▸ **What this exercise asks**:
• 1. Answer these questions from the Belphar offer announcement:
(a) How much cash will Pan Shareholders receive for each Pan Share?
(b) How many Pan Shares did Belphar own before the Offer was announced?
(c) What is the exercise price of Belphar's warrants over Pan Shares?
• 2. Carry on the Belphar offer announcement from its last sentence.

▸ **Document extract**:
########################################
For immediate release

Not for release, publication or distribution, in whole or in part, DIRECTLY OR INDIRECTLY in, into or from any RESTRICTED jurisdiction where to do so would constitute a violation of the relevant laws or regulations of such jurisdiction.

18 June 2014

RECOMMENDED CASH OFFER

FOR

PAN EUROPEAN TERMINALS PLC

BY

BELPHAR LTD

OFFER DECLARED UNCONDITIONAL IN ALL RESPECTS

Introduction

On 27 May 2014, Belphar Ltd ("Belphar") made a recommended cash offer to acquire the entire issued and to be issued ordinary share capital of Pan European Terminals plc ("Pan" or the "Company") not already owned by Belphar (the "Offer"). Under the terms of the Offer, Pan Shareholders will receive, for each Pan Share held, 22 pence in cash. The document setting out the full terms of, and Conditions to, the Offer (the "Offer Document") was posted to Pan Shareholders on 27 May 2014.

Belphar announces that all the conditions of the Offer have now been either satisfied or waived. Accordingly, the Offer is hereby declared unconditional in all respects and will remain open for acceptance until further notice. At least 14 days' notice will be given if Belphar decides to close the Offer.

Level of acceptances

Belphar announces that as at 1.00 p.m. (London time) on Tuesday 17 June 2014, being the first closing date of the Offer, valid acceptances of the Offer had been received in respect of 67,310,141 Pan Shares, representing approximately 63.31 per cent. of Pan's existing issued share capital, which Belphar may count towards the satisfaction of the acceptance condition of the Offer. So far as Belphar is aware, none of these acceptances have been received from persons acting, or deem to be acting, in concert with Belphar for the purposes of the Offer.

Prior to the announcement of the Offer, Belphar had received an irrevocable undertaking to accept (or procure acceptance of) the Offer from Simon Escott, the only Pan Director who holds Pan Shares. Belphar had also received irrevocable undertakings from certain institutional Pan Shareholders, as well as Mark Gilchrist, Pan's Company Secretary. Together, these irrevocable undertakings related to, in aggregate, 42,105,540 Pan Shares, representing approximately 39.60 per cent. of the existing issued ordinary share capital of Pan. Valid acceptances have been received in respect of all the Pan Shares which were the subject of such irrevocable undertakings.

Prior to the announcement of the Offer, Belphar already owned 31,791,207 Pan Shares, representing approximately 29.90 per cent. of Pan's existing issued ordinary share capital.

Accordingly, the total number of Pan Shares now held by Belphar, together with those in respect of which valid acceptances of the Offer have been received, is therefore 99,101,348 Pan Shares, representing approximately 93.21 per cent. of Pan's existing issued share capital.

In addition, Belphar owns GBP8.85 million principal amount of convertible fixed rate loan notes due, (i) as to GBP8.5 million, on 19 November 2015 and (ii) as to GBP350,000, on 26 April 2016 (the "CLNs"). Subject to Pan obtaining all necessary Pan Shareholders' approvals, such loan notes could potentially be converted into, in aggregate, 40,227,272 Pan Shares, representing approximately 27.45 per cent. of Pan's share capital, as enlarged by full conversion of the CLNs. In addition, Belphar owns 408,163 warrants over Pan Shares which are currently exercisable and, if fully exercised at their exercise price of 24.5 pence per share, would convert into a further 408,163 Pan Shares.
########################################
▸ **Supplied records**:
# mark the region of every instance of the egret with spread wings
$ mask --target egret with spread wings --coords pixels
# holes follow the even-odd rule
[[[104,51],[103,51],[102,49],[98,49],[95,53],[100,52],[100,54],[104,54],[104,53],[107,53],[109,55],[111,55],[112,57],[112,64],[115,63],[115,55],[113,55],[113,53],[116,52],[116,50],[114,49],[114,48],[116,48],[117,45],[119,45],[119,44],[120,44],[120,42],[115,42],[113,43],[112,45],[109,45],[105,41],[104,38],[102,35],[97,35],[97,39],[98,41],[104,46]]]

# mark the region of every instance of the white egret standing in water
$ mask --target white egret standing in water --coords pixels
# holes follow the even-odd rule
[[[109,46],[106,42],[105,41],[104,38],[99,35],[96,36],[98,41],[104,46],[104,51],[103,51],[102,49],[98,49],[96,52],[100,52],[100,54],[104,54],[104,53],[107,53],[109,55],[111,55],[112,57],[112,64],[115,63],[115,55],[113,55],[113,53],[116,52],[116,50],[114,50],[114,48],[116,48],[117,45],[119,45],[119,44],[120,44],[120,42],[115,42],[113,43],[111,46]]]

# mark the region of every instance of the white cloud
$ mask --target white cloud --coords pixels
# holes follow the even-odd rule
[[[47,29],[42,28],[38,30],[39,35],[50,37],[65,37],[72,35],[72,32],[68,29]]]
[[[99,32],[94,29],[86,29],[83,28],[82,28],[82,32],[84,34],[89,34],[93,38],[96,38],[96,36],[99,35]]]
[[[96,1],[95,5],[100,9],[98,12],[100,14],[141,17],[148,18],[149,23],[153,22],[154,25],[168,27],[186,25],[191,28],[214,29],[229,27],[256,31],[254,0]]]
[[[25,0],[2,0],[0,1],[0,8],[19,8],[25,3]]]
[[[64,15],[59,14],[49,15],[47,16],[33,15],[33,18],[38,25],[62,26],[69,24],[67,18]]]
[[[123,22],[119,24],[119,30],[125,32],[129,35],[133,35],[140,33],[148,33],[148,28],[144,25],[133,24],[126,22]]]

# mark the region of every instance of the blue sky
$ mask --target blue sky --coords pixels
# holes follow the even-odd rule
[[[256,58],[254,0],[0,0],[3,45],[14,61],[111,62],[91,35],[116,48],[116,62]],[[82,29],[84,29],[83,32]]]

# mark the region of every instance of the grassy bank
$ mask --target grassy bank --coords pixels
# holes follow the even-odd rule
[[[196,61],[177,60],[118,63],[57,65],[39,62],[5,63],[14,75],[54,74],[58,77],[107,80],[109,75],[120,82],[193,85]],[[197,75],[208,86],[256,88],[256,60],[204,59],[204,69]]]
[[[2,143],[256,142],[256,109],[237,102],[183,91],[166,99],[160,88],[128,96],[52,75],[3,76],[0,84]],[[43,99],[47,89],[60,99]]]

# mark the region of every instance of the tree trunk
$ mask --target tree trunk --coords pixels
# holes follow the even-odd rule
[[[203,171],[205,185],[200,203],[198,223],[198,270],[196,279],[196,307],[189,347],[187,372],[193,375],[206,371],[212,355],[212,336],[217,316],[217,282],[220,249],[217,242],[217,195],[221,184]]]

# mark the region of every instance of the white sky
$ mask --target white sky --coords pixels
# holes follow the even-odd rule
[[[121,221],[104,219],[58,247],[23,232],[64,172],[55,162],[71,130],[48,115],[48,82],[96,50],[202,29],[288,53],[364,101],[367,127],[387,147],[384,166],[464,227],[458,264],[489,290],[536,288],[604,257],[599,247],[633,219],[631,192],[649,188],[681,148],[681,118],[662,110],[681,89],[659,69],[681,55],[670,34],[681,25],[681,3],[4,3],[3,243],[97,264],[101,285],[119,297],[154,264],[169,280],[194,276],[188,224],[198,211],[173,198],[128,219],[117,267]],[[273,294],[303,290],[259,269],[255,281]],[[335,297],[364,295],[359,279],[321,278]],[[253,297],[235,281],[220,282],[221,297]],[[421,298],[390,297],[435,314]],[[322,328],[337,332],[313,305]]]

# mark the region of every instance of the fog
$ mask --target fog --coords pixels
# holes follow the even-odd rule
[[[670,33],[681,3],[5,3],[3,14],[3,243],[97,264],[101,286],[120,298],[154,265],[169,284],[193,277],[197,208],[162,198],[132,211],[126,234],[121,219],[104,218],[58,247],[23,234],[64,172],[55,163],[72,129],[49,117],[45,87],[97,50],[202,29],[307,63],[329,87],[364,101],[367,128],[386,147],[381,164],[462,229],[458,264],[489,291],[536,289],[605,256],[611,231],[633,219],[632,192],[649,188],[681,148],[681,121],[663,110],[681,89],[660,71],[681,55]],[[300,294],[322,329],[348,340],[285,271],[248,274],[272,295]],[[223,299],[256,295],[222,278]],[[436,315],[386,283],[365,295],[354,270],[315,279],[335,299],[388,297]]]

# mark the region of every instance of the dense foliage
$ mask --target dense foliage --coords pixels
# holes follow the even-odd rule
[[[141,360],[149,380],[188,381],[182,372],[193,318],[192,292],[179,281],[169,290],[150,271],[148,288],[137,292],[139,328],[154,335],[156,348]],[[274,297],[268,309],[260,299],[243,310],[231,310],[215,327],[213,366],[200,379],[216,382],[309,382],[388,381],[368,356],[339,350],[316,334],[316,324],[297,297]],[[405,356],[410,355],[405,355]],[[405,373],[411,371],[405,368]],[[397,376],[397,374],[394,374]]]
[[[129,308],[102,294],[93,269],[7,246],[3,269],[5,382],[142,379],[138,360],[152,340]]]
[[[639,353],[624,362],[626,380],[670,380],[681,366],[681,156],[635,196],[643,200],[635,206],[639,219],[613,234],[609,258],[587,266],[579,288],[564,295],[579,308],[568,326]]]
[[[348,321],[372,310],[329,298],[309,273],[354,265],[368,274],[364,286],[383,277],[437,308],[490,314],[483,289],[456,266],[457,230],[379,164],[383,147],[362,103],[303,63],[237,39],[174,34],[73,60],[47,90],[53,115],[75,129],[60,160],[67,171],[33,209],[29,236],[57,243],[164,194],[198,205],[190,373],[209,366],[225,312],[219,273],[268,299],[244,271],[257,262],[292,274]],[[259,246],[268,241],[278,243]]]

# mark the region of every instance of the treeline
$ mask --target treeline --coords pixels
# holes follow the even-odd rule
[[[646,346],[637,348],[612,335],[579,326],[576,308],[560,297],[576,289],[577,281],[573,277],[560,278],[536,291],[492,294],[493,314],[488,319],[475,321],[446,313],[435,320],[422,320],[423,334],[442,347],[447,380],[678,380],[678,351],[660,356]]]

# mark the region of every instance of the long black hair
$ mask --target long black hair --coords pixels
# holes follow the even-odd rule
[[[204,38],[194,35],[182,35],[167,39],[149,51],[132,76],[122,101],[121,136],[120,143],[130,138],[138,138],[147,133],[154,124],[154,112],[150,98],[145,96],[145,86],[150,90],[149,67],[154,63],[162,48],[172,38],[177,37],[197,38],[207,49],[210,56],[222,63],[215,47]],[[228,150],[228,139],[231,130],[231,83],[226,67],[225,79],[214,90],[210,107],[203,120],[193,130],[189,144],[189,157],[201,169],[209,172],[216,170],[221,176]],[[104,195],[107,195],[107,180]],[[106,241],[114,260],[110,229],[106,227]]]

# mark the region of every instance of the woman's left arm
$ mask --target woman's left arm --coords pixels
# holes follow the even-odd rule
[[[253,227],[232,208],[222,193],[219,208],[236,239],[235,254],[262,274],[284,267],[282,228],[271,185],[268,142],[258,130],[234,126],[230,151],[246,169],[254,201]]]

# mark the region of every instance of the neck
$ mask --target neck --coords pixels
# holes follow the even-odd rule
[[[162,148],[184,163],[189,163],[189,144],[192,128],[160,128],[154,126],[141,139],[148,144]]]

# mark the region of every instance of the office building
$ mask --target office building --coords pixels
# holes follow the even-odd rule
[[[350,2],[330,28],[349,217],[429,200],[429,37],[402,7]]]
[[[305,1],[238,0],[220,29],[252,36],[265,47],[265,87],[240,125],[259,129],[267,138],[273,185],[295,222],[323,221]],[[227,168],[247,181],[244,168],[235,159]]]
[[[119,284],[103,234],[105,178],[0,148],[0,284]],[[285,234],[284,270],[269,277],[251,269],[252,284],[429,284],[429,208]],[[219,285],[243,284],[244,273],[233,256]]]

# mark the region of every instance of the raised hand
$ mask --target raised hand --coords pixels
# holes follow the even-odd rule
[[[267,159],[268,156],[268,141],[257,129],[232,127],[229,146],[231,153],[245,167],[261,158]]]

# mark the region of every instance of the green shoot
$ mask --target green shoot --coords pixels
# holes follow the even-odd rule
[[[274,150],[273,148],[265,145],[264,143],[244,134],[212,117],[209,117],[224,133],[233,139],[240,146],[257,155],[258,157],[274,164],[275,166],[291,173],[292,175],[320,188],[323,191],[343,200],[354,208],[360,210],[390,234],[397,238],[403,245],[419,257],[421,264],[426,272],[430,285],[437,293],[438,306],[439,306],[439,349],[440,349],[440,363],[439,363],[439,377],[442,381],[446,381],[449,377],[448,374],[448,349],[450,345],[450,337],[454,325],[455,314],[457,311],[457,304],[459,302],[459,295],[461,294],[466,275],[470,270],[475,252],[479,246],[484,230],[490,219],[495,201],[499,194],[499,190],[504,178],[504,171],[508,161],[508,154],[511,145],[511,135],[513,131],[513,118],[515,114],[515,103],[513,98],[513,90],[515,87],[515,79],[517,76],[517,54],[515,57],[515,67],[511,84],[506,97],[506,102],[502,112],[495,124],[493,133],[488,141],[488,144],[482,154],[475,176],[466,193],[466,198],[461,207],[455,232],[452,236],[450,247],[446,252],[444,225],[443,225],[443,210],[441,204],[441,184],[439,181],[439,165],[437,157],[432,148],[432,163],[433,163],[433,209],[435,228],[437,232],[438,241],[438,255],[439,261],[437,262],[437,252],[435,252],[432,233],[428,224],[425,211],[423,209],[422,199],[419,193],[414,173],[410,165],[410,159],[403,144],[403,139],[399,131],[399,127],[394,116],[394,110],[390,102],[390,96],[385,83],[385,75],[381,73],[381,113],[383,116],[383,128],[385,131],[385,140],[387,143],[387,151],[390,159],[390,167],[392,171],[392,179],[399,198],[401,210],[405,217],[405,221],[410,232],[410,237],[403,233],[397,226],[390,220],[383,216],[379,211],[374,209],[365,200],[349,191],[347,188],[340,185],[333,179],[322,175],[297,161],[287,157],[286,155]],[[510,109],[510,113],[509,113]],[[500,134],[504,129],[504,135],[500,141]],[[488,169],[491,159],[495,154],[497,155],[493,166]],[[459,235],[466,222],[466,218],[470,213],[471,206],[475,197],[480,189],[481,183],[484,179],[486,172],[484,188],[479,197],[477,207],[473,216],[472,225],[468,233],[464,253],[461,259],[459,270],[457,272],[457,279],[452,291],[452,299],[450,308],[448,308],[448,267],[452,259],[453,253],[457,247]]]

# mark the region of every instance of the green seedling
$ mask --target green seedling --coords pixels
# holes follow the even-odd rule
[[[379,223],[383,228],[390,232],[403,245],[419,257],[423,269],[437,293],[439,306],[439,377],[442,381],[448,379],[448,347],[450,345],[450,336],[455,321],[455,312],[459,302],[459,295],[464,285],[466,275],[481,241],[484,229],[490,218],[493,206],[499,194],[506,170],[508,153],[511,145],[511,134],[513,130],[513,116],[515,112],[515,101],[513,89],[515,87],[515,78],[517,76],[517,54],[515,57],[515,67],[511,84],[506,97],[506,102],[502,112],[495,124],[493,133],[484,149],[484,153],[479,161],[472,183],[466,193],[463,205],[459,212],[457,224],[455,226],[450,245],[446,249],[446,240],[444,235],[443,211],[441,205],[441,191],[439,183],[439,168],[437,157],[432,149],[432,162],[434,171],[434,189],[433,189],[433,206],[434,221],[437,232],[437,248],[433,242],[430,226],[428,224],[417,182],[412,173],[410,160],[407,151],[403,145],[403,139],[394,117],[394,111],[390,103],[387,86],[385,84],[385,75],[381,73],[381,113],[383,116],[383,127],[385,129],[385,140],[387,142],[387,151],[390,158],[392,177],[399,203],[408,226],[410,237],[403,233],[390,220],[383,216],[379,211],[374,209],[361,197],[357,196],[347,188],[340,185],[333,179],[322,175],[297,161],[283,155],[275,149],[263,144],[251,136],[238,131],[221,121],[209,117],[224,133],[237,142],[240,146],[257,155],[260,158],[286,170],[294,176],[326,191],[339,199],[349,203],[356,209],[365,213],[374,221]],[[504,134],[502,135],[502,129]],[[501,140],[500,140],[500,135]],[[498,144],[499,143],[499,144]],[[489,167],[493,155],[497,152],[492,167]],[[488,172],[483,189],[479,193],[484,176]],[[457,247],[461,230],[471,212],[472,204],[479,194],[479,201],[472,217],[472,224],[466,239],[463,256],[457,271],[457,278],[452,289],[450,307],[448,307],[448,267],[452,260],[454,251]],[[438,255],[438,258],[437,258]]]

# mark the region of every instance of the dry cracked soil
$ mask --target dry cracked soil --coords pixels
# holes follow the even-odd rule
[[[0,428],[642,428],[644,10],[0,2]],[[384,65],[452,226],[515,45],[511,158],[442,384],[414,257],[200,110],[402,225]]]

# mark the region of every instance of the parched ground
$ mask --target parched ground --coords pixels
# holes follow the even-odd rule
########################################
▸ **Answers for this exercise**:
• 1.
(a) 22 pence in cash.
(b) 31,791,207 Pan Shares, about 29.90 per cent of Pan's existing issued ordinary share capital.
(c) 24.5 pence per share.

• 2.
Save as disclosed in this announcement, neither Belphar nor the Belphar Director nor any person acting, or deemed to be acting, in concert with Belphar for the purposes of the Offer has any interest in relevant securities of Pan or a right to subscribe for or any short positions (whether conditional or absolute and whether in the money or otherwise), including any short positions under a derivative, any agreement to sell or any delivery obligation or right to require another person to purchase or take delivery in respect of any relevant securities of Pan or has during the Offer Period borrowed or lent any relevant securities of Pan.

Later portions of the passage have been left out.